■ Compiti da svolgere
1. Copia dall'articolo sugli accordi tra OpenAI e gli editori la parte che si apre con le parole contenenti "Una delle principali" e si chiude con "giornalismo di qualità.".
2. Prosegui l'articolo sugli accordi tra OpenAI e gli editori, riprendendo subito dopo la sua ultima frase.

■ Brano di riferimento
......

L’intelligenza artificiale sta ridefinendo i confini del giornalismo e dell’informazione, e OpenAI è in prima linea in questa trasformazione. Proprio ieri, la società guidata Sam Altman ha annunciato un’altra importante partnership pluriennale con un rinomato editore. Questa volta si tratta di Condé Nast, che consentirà alla società di AI di accedere ai contenuti di alcune delle sue testate più prestigiose, tra cui The New Yorker, Vogue, Vanity Fair e WIRED, per alimentare l’ambizioso progetto di OpenAI di ricerca basato sull’intelligenza artificiale, SearchGPT.
I precedenti accordi
L’accordo con Condé Nast è solo l’ultimo di una serie di collaborazioni strategiche che OpenAI ha stretto con importanti editori nel corso dell’ultimo anno. Tra i nomi più rilevanti che hanno già siglato intese simili figurano Associated Press, Axel Springer, TIME, The Atlantic, News Corporation, Vox Media e Financial Times. Tutte queste partnership segnano un cambiamento significativo nella strategia di OpenAI, che mira a costruire una solida libreria di informazioni affidabili, offrendosi come un rivale di peso per i motori di ricerca tradizionali come Google.
La domanda che molti si pongono è se queste collaborazioni porteranno reali benefici agli editori coinvolti. Il passato ha già visto altre aziende tecnologiche come Facebook e Google fare grandi promesse al settore dell’informazione, solo per ritirarsi in un secondo momento, lasciando gli editori in una posizione di svantaggio. Una situazione che ha creato un clima di diffidenza che ora OpenAI si trova a dover affrontare.
Una delle principali critiche rivolte a OpenAI e ad altre società di intelligenza artificiale è stata la pratica di addestrare i propri modelli utilizzando informazioni prelevate dal web senza il consenso o il pagamento degli autori originali. Con questi nuovi accordi, OpenAI sembra voler correggere il tiro, riconoscendo finalmente il valore dei contenuti creati dagli esseri umani e offrendo un compenso equo agli editori. In un settore come quello dell’informazione, che sta attraversando una crisi profonda, questi accordi potrebbero rappresentare una boccata d’ossigeno, garantendo risorse per sostenere un giornalismo di qualità.

......

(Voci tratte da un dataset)
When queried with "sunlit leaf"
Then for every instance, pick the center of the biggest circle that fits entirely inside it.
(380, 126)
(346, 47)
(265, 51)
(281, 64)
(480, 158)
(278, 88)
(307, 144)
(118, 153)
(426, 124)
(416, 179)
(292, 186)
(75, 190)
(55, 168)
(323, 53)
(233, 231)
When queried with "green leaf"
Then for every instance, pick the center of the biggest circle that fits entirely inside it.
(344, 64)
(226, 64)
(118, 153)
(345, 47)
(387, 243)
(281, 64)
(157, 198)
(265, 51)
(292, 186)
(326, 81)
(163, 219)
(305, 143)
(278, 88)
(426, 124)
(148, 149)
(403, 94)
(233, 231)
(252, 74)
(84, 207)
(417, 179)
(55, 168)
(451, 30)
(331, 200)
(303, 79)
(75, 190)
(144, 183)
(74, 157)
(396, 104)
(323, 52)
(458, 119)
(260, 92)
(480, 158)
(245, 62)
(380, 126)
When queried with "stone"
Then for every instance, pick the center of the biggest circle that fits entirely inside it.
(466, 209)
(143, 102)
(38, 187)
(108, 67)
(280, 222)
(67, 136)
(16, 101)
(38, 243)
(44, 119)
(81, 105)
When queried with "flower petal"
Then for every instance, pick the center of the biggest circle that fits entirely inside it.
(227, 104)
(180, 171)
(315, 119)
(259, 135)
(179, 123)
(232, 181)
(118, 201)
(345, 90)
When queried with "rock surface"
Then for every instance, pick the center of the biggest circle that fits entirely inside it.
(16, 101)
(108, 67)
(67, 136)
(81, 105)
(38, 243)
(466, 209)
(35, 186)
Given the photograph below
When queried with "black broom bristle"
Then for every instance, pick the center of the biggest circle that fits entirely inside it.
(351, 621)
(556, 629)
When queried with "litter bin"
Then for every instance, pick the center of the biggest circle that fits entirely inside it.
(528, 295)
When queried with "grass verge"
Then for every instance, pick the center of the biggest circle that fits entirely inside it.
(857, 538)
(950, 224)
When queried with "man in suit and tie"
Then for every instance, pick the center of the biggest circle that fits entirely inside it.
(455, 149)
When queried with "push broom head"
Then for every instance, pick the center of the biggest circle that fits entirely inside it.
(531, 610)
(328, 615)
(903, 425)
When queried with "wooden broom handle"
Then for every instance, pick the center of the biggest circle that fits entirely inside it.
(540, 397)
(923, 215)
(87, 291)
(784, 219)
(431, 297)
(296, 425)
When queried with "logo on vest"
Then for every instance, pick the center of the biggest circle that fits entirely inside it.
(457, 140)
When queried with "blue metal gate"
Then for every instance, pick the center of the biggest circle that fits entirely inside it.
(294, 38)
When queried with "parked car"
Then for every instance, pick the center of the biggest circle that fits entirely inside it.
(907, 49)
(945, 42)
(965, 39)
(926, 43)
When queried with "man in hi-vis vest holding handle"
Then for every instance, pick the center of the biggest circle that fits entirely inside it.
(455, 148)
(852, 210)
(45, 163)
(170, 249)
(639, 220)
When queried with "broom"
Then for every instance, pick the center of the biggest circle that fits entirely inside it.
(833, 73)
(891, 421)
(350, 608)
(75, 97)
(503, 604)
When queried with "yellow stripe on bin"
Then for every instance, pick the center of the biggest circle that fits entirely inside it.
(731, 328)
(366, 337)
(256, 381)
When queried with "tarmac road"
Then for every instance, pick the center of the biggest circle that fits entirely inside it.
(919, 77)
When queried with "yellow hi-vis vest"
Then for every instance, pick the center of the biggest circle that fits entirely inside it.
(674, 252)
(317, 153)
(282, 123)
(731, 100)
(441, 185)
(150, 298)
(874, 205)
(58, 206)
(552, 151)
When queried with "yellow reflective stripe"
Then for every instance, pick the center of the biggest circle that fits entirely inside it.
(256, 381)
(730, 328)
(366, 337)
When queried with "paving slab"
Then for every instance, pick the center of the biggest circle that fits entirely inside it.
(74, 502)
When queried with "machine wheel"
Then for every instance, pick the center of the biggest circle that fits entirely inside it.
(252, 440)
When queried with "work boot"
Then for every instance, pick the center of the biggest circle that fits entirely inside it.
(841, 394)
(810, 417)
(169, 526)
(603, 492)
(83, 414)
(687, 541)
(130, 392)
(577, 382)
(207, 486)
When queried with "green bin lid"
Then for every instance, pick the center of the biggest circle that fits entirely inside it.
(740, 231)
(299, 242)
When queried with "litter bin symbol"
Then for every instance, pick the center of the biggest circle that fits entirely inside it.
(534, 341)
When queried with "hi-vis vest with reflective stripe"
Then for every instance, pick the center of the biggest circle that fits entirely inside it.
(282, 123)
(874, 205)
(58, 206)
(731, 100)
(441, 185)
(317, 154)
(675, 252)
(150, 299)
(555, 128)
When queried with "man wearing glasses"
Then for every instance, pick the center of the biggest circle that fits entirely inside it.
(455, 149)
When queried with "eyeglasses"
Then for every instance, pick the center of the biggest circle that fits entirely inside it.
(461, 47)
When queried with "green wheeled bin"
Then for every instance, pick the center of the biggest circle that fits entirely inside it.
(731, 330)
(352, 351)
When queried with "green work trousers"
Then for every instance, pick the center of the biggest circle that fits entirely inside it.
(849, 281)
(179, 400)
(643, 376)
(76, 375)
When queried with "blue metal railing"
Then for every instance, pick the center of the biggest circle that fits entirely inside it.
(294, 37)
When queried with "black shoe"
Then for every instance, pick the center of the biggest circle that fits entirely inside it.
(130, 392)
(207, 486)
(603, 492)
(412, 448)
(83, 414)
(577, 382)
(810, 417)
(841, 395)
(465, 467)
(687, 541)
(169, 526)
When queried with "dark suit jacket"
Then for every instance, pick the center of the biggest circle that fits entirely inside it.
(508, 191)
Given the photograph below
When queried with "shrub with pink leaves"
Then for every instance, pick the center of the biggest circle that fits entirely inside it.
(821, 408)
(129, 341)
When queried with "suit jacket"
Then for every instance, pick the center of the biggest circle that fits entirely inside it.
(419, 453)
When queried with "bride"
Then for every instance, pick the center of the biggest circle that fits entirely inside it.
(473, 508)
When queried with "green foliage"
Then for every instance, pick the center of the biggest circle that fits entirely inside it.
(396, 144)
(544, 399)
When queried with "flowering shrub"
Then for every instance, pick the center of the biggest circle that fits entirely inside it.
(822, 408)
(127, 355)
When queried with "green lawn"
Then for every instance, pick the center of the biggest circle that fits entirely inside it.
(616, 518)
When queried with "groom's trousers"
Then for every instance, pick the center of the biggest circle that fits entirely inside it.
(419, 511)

......

■ Risultati dei compiti
1.
Una delle principali critiche rivolte a OpenAI e ad altre società di intelligenza artificiale è stata la pratica di addestrare i propri modelli utilizzando informazioni prelevate dal web senza il consenso o il pagamento degli autori originali. Con questi nuovi accordi, OpenAI sembra voler correggere il tiro, riconoscendo finalmente il valore dei contenuti creati dagli esseri umani e offrendo un compenso equo agli editori. In un settore come quello dell’informazione, che sta attraversando una crisi profonda, questi accordi potrebbero rappresentare una boccata d’ossigeno, garantendo risorse per sostenere un giornalismo di qualità.

2.
Steve Lynch, amministratore delegato di Condé Nast, ha riconosciuto la portata di questa sfida in una nota al personale: “Nell’ultimo decennio, le notizie e i media digitali hanno dovuto affrontare sfide difficili, poiché molte aziende tecnologiche hanno eroso la capacità degli editori di monetizzare i contenuti. La partnership con OpenAI inizia a compensare parte di quelle entrate, consentendoci di continuare a proteggere e investire nel giornalismo e nelle nostre iniziative creative”.
La causa del New York Times
Nonostante questo slancio verso la collaborazione, non tutti gli editori sono disposti a seguire la stessa strada. Il New York Times, per esempio, ha intrapreso un’azione legale contro OpenAI, accusando la società di aver violato il copyright per l’uso non autorizzato dei suoi contenuti. La causa, che chiede “miliardi di dollari di danni legali ed effettivi”, rappresenta un chiaro segnale di come il settore sia diviso sul modo migliore per affrontare l’ascesa dell’intelligenza artificiale.
Mentre il New York Times sceglie la via del contenzioso, la maggior parte degli editori sembra orientata verso la collaborazione, accettando la realtà di un panorama mediatico in rapida evoluzione. Come ha sottolineato Lynch, l’intelligenza artificiale generativa sta trasformando il modo in cui il pubblico consuma le informazioni, e per gli editori diventa fondamentale abbracciare queste nuove tecnologie, garantendo al contempo il giusto riconoscimento e compenso per l’uso dei propri contenuti.